» TASK TO CARRY OUT: What follows is a listing; restate every line of it word for word.

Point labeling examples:
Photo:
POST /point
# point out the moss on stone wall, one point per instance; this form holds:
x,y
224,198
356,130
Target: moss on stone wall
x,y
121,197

» RESPONSE:
Photo:
POST /point
# point out the moss on stone wall, one point per instance; this form holds:
x,y
224,198
356,130
Target: moss on stone wall
x,y
121,197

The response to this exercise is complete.